DATA ▸
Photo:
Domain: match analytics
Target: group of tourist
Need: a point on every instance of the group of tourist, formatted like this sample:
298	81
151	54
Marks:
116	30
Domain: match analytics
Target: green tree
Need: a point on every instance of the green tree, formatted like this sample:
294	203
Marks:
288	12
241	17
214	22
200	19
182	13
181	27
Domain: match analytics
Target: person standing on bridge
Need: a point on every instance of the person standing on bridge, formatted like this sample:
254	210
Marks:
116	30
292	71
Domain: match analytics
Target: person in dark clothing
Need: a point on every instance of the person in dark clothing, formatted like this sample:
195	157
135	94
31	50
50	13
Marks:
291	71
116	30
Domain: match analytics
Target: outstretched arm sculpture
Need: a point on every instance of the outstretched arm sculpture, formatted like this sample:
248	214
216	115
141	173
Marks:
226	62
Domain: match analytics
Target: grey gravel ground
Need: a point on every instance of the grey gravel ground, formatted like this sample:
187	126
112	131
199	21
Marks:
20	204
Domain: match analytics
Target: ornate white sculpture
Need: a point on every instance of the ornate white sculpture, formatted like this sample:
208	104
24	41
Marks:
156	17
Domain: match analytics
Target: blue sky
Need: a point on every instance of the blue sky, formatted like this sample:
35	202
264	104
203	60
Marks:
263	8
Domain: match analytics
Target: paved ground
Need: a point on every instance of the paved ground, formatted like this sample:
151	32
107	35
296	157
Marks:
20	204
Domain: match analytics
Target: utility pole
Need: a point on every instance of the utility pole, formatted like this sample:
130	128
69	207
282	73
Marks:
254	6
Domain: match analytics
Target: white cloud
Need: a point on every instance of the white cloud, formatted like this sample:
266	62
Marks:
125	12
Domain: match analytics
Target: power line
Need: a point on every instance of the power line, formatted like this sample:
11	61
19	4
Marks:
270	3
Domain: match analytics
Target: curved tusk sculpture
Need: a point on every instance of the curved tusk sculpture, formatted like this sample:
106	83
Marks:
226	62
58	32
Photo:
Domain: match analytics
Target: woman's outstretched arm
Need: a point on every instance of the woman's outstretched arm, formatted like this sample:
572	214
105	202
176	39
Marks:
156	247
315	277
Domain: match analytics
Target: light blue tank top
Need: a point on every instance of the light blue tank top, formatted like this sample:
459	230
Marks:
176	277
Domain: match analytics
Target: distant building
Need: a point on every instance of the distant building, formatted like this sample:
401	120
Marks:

PROBLEM DESCRIPTION ▸ Your task is to print all of the records exactly.

TASK ANSWER ▸
Photo:
Domain: match analytics
Target: group of tourist
Need: a point on every instance of the group of tourist, formatted like this sample:
298	81
151	54
Marks:
116	30
Domain: match analytics
Target: green tree
Need: a point on every instance of the green tree, formatted like this sample:
294	203
Marks:
288	12
241	17
214	22
200	19
182	13
181	27
Domain: match analytics
Target: person standing on bridge
Need: a point on every instance of the person standing on bridge, formatted like this sample:
254	210
Marks:
116	30
292	71
Domain: match analytics
Target: person in dark clothing
Need: a point on every instance of the person in dark clothing, formatted like this sample:
195	157
135	94
31	50
50	13
Marks:
291	71
116	30
Domain: match analytics
Target: outstretched arm sculpture
Need: a point on every instance of the outstretched arm sculpture, formatted like this sample:
248	214
216	115
141	173
Marks:
226	62
Domain: match analytics
Target: grey gravel ground
Need: a point on every instance of the grey gravel ground, formatted like this sample:
187	126
112	131
199	21
Marks:
20	204
Domain: match analytics
Target: ornate white sculpture
Need: a point on every instance of the ornate white sculpture, formatted like this sample:
208	104
24	41
Marks:
156	17
Domain: match analytics
Target: blue sky
Need: a point on every instance of the blue sky, formatted like this sample:
35	202
264	104
203	60
Marks:
263	8
Domain: match analytics
Target: paved ground
Need: a point on every instance of the paved ground, formatted like this sample:
151	32
107	35
296	157
Marks:
20	204
Domain: match analytics
Target: utility pole
Need: a point on every instance of the utility pole, formatted like this sample:
130	128
69	207
282	73
Marks:
254	6
Domain: match analytics
Target: white cloud
Need: a point on every instance of the white cloud, formatted like this sample:
266	62
Marks:
125	12
Domain: match analytics
Target: power line
Need: a point on every instance of the power line, formatted like this sample:
11	61
19	4
Marks:
270	3
Domain: match analytics
Target: curved tusk sculpture
Need: a point on every instance of the curved tusk sculpture, formatted like this sample:
106	83
Marks:
226	62
58	32
Photo:
Domain: match analytics
Target: woman's outstretched arm
Need: a point on every instance of the woman's outstretched arm, formatted like this sample:
572	214
105	202
176	39
Marks:
156	247
315	277
Domain: match analytics
Target: light blue tank top
Need: a point on every instance of the light blue tank top, formatted like this sample:
459	230
Marks:
176	277
Domain: match analytics
Target: distant building
Need: a point on every instance of the distant building, formatted like this sample:
401	120
Marks:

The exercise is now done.